__WORK TO COMPLETE__:
Rewrite the records with "black shoulder strap" swapped for "dark shoulder strap" and everything else kept the same.

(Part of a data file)
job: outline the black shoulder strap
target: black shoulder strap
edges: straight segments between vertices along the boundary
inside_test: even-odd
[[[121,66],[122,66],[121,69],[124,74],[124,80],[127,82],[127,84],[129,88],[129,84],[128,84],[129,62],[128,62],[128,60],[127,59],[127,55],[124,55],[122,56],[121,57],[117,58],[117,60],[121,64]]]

__WRITTEN RESPONSE__:
job: outline the dark shoulder strap
target: dark shoulder strap
edges: straight segments between vertices along the boundary
inside_test: even-odd
[[[121,66],[122,66],[121,69],[124,74],[124,80],[127,82],[127,84],[129,88],[129,84],[128,84],[129,62],[128,62],[128,60],[127,59],[127,55],[124,55],[122,56],[121,57],[117,58],[117,60],[121,64]]]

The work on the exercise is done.